# Reading text start

Instructor-led 3-days
Course Description
This 3-day Data Science course introduces professionals and aspiring analysts to the essential tools and techniques used in modern data workflows. Participants will learn the complete data science process, from data collection and cleaning to exploration, modeling, and communication. Using Python, Jupyter notebooks, and visualization tools like Tableau, attendees will gain hands-on experience working with real-world datasets.
Key Takeaways
- Gain insight into the data science lifecycle and how to solve data-driven problems
- Work directly with Python and leading data science libraries
- Learn techniques for data wrangling, transformation, and preparation
- Create compelling visualizations using Tableau, Matplotlib, and Seaborn
- Build and evaluate basic machine learning models
- Communicate results with clear visual output and structured reports
Prerequisites
- Basic knowledge of statistics and mathematics
- Prior exposure to programming concepts, preferably in Python
- General interest in data analysis and practical problem solving
Module 1: Foundations of Data Science and Python
- Introduction to Data Science: Lifecycle and Applications
- Setting Up the Environment: Jupyter, Anaconda, IDEs
- Python Essentials: Data types, loops, functions, and control flow
- Working with Data: NumPy and Pandas fundamentals
- Loading and Cleaning Datasets
- Hands-On Lab: Read, inspect, and clean real-world datasets
Module 2: Exploratory Data Analysis and Visualization with Tableau and Python
- Introduction to Exploratory Data Analysis (EDA)
- Summary Statistics and Pattern Detection
- Data Visualization with Tableau, Matplotlib, and Seaborn
- Identifying Correlations, Outliers, and Distributions
- Data Transformation Techniques
- Hands-On Lab: Perform EDA and create visualizations using Tableau and Python
Module 3: Introduction to Machine Learning
- Overview of Supervised and Unsupervised Learning
- Machine Learning Workflow: Training, Testing, Evaluating
- Building Models with Scikit-learn (e.g., Linear Regression, Decision Trees, KNN)
- Evaluation Metrics: Accuracy, Precision, Recall, F1 Score
- Overfitting and Cross-validation Techniques

# Reading text end

— What the task asks —
In the data science course description, which library is named for building machine learning models in Module 3?

# Data excerpts start

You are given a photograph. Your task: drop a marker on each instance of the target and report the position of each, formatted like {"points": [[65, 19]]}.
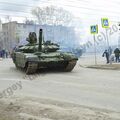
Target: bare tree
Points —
{"points": [[52, 15]]}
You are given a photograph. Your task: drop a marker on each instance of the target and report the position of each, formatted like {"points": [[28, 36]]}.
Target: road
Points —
{"points": [[83, 86]]}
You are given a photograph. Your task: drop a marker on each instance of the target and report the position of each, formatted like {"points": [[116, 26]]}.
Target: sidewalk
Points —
{"points": [[88, 61]]}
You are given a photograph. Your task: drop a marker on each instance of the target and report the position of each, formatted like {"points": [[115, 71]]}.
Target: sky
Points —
{"points": [[86, 12]]}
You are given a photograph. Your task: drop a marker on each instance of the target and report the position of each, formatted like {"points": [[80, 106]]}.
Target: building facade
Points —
{"points": [[16, 33]]}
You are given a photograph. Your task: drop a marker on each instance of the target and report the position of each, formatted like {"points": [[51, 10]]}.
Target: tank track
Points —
{"points": [[31, 68], [70, 66]]}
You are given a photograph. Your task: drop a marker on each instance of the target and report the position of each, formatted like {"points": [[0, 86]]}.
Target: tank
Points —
{"points": [[44, 54]]}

# Data excerpts end

— The completed task —
Scikit-learn